Por que falar sobre Quíron no dia de hoje? Porque se convencionou adotar o segundo domingo de agosto (no Brasil) como o dia dos pais. Se avançarmos sobre o arquétipo do pai, conforme apontou Jung será possível observar que ele representa mais do que um sujeito que tem filhos, ainda mais nas famílias modernas onde somos pais de nossos próprios e daqueles que se nos aproximam de maneira indireta. A figura paterna é aquela responsável pelo desenvolvimento da consciência e do raciocínio lógico.
Falo aqui da paternidade de forma um pouco mais abrangente, talvez naquela que Antoine de Saint-Exupéry imortalizou na célebre frase “tu és eternamente responsável por aquilo que cativas”. É a esses pais, professores, técnicos e mestres a quem me refiro, àqueles eternamente responsáveis por aquilo que formaram, realizaram, cultivaram, e que cedo ou tarde, perto ou longe são lembrados por terem feito a diferença, por terem alterado a trajetória de uma vida ou carreira e que acabam imortalizados por seus conhecimentos e feitos. Não falo apenas dos mestres dos heróis, tão facilmente identificáveis por suas realizações, mas falo dos heróis que somos todos nós desde o momento em que nascemos, como lembra Joseph Campbell em O herói das mil faces, pelo simples fato de termos nascido.

*ORDEM DE TRABALHO:* Segundo o trecho sobre o arquétipo do pai, que dia se convencionou adotar no Brasil como o dia dos pais?

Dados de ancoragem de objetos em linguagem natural
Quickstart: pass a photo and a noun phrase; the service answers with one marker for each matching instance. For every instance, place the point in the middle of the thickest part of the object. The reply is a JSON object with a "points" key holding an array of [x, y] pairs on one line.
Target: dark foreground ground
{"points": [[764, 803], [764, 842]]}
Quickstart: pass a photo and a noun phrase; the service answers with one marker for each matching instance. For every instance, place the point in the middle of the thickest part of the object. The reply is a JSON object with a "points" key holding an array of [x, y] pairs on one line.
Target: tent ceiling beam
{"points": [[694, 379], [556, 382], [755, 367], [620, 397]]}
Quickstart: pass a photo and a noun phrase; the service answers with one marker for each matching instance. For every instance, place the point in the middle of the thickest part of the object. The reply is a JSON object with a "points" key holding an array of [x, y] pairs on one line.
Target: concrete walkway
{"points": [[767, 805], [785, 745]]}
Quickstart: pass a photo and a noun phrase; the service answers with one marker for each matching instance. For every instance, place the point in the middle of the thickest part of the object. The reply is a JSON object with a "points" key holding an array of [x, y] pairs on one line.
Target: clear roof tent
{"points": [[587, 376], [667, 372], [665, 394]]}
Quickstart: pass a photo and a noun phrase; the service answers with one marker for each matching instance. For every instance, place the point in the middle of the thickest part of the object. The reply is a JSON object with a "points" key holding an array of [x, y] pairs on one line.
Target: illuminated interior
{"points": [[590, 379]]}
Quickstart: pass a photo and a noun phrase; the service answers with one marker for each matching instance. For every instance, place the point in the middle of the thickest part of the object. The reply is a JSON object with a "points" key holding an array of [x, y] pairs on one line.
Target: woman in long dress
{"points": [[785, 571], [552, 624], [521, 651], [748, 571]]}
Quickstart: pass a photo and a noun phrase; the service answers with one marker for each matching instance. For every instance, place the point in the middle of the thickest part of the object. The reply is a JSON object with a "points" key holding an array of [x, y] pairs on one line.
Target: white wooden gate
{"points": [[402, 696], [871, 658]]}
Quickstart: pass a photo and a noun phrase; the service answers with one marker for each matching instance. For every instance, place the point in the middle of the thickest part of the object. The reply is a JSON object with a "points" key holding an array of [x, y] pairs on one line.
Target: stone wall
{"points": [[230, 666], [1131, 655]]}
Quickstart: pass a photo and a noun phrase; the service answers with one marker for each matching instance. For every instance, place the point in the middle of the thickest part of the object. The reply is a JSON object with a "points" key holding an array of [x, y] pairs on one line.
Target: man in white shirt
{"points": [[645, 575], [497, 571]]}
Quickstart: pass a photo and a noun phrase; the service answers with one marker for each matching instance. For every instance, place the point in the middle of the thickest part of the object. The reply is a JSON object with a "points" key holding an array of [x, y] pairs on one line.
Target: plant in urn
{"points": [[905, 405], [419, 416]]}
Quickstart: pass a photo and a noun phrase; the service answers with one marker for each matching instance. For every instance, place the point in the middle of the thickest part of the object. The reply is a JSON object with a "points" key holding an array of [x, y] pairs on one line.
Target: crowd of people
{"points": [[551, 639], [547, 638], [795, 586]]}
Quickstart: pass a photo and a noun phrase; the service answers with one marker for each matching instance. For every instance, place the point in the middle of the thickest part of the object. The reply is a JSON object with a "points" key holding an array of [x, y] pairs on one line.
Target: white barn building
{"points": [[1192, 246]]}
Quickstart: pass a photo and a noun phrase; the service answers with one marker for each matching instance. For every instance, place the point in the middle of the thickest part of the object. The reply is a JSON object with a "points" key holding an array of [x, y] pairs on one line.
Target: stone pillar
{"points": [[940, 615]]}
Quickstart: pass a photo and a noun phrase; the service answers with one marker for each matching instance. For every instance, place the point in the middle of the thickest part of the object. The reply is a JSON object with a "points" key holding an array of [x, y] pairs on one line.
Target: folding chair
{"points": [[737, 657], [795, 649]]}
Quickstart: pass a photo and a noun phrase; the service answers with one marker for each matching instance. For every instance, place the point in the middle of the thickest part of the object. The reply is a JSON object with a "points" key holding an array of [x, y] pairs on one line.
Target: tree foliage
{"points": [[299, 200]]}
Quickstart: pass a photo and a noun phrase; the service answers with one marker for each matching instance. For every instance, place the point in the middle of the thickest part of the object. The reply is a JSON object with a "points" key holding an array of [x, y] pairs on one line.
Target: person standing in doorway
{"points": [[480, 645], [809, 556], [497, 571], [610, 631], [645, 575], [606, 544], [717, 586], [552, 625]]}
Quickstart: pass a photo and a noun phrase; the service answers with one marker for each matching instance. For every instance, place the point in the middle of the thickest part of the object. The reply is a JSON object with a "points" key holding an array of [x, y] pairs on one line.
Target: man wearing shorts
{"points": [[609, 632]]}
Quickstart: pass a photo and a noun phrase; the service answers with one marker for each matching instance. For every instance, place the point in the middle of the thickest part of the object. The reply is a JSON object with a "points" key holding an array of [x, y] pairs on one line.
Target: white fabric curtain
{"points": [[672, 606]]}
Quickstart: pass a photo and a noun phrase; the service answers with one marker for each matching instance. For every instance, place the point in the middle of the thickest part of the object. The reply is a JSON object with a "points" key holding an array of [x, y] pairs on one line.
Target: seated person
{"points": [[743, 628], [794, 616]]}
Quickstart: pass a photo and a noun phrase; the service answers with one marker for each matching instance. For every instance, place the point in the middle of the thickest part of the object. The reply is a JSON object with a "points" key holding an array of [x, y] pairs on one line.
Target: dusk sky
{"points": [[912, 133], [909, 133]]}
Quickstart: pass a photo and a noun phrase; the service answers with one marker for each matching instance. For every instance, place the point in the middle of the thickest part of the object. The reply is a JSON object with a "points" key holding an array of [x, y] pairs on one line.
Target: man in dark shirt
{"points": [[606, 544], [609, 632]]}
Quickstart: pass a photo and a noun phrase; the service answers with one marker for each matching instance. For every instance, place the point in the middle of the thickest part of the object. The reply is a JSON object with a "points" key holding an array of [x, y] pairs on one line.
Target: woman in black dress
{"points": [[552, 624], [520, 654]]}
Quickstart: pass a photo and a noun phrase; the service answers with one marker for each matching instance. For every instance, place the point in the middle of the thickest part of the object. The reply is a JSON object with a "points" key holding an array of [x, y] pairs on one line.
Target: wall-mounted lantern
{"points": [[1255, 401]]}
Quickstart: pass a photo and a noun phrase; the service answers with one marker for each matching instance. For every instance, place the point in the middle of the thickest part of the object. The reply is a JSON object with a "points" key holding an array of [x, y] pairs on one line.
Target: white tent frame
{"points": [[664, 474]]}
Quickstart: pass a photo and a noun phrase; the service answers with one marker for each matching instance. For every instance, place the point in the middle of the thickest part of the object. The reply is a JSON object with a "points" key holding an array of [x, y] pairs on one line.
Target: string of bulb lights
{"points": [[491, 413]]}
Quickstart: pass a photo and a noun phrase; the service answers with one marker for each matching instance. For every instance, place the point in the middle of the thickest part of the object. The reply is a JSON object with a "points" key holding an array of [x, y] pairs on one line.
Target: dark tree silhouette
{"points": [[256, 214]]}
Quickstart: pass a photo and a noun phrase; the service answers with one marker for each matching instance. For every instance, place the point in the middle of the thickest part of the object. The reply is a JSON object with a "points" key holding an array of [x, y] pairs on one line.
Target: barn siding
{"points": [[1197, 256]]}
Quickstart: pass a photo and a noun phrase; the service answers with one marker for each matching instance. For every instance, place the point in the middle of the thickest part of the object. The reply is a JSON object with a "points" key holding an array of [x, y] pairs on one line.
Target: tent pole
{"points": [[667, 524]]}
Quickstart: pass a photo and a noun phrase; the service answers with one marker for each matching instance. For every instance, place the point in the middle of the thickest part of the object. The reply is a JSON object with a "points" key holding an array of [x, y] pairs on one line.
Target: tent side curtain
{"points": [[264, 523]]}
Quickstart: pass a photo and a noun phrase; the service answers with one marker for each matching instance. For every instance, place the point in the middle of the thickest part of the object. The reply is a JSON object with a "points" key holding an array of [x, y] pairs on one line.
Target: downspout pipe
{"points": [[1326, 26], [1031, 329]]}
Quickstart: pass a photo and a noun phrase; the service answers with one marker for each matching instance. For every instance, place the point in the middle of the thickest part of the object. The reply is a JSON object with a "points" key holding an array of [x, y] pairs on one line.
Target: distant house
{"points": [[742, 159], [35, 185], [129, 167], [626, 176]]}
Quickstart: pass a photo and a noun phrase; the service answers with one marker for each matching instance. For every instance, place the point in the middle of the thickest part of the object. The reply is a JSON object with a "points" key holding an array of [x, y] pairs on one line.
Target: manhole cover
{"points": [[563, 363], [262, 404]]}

*SOLUÇÃO DO PROBLEMA:* O segundo domingo de agosto.